● **ACTIVITY**
From the first line to the last, give the data again exactly.
===== EXCERPTED DATA =====
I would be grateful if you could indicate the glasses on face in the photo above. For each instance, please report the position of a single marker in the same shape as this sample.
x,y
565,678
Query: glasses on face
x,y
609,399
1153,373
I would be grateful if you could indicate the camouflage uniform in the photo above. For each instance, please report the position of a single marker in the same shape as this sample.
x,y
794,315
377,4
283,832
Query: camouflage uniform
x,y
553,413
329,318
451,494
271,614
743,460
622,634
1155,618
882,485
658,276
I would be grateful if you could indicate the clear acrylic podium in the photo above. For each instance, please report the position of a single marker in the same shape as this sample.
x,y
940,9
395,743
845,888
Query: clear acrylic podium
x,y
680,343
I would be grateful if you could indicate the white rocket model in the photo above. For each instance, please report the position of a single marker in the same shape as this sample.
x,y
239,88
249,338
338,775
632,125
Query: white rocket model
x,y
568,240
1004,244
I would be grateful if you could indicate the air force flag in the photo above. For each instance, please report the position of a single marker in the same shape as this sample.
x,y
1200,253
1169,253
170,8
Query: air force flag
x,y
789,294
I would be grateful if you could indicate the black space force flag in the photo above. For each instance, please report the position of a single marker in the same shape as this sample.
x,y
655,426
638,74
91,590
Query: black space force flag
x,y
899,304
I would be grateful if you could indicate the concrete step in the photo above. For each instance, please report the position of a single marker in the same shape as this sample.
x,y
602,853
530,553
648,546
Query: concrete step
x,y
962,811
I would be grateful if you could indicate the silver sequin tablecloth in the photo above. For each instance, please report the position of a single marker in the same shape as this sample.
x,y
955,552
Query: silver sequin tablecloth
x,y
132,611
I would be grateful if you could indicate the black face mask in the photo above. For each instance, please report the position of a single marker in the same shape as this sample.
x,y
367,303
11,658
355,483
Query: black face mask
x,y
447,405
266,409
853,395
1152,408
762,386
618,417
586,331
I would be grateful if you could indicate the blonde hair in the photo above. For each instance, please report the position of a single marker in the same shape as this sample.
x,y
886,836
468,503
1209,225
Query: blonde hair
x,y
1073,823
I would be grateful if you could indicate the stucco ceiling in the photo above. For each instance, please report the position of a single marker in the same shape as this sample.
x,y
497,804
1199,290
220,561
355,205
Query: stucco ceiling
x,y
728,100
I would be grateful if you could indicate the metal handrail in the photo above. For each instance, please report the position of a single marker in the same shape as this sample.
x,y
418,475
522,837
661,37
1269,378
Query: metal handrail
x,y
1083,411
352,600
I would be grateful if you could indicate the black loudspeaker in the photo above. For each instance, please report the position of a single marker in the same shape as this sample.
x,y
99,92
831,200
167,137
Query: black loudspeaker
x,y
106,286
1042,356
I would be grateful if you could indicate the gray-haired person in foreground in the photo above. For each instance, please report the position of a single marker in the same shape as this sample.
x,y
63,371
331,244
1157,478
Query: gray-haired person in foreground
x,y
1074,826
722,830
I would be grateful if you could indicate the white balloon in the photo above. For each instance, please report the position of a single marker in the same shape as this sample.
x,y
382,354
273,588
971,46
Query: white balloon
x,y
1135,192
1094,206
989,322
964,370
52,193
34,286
=====
● **ANSWER BOX**
I would be grateful if you could indicate the glasses on face in the photo above. For each instance, please report the position of a single marker in the same shape as this sample.
x,y
565,678
Query: glasses on face
x,y
609,399
1153,373
I would be grateful if you could indicate the camouflage uniform in the photo above. For each instance, please report the position of a single marker in the same shape as this sample.
x,y
794,315
377,4
283,832
Query: camouflage uniform
x,y
553,413
329,318
451,494
271,614
743,460
622,634
1155,618
882,485
658,276
I would be grateful if you could indicate the clear acrylic podium in the photo above. For each instance, please report the position of a single marker in the same shape as this sample.
x,y
940,9
395,743
845,888
Query: clear acrylic podium
x,y
680,343
I would be grateful if you could indicate the white rocket model in the photo above. For each instance, please report the position of a single marker in the same shape as this sample.
x,y
239,88
249,338
338,775
632,125
Query: white rocket model
x,y
568,240
1004,244
I would be grateful if you could indicate the air force flag in the photo above. For each instance, please report the position of a single marker in the same shape as this sample.
x,y
1200,253
1169,253
170,8
Query: air force flag
x,y
789,294
I would be grateful if you could indicate the black space force flag in the photo above. For each instance, please report the position of a single marker in the same shape as this sample.
x,y
655,426
638,74
91,590
Query: black space force flag
x,y
899,304
I would be grateful if you could indicate the concrete step in the photo above. For each instance, please report the position of a single marker in the same shape as this sample.
x,y
602,853
530,553
648,546
Query: concrete step
x,y
962,811
I would be grateful if you could indicate the silver sequin tablecloth in the photo above. For each instance, please report the position of a single marker in the same shape as this sample.
x,y
955,552
Query: silver sequin tablecloth
x,y
132,611
I would be grateful if you could indicate the black face mask in the photo above. For each instance, please report the position of a single marker in the same shape as this sample.
x,y
367,303
11,658
355,483
Query: black face mask
x,y
447,405
266,409
853,395
1152,408
762,386
618,417
586,331
I would be grateful if you could indicate the blonde hair in the photo above. For each instance, please report the position of a single marker in the same shape as this sample.
x,y
886,836
468,503
1209,225
Query: blonde hair
x,y
1073,823
I would be grateful if you could indicate the stucco ceiling in the photo above. For each instance, please report the position of a single marker in the same shape as this sample.
x,y
497,804
1199,290
220,561
355,205
Query: stucco ceiling
x,y
728,100
I would be grateful if you could indicate the metal handrail in the photo above. For each instance, please report the position of a single marker in the same shape as this sample.
x,y
418,475
522,837
661,37
1269,378
Query: metal handrail
x,y
1083,411
352,600
I would be grateful if you could indicate the black loudspeaker in the photo above. For each instance, please report the position of a single marker in the same shape as this sample.
x,y
99,92
831,200
167,137
Query: black loudspeaker
x,y
106,286
1042,356
I would be grateful if you could indicate the gray-haired person in foreground in the photo above. For each instance, please report the position of a single marker in the same shape as this sample.
x,y
63,371
331,244
1157,478
Query: gray-haired person in foreground
x,y
1074,826
722,830
I would be grateful if you could indicate the white balloon in the photo above. For each instance, please report the position of a single marker in the same shape as this sample.
x,y
382,354
273,588
971,46
Query: white balloon
x,y
1135,192
1094,206
989,322
964,370
52,193
34,286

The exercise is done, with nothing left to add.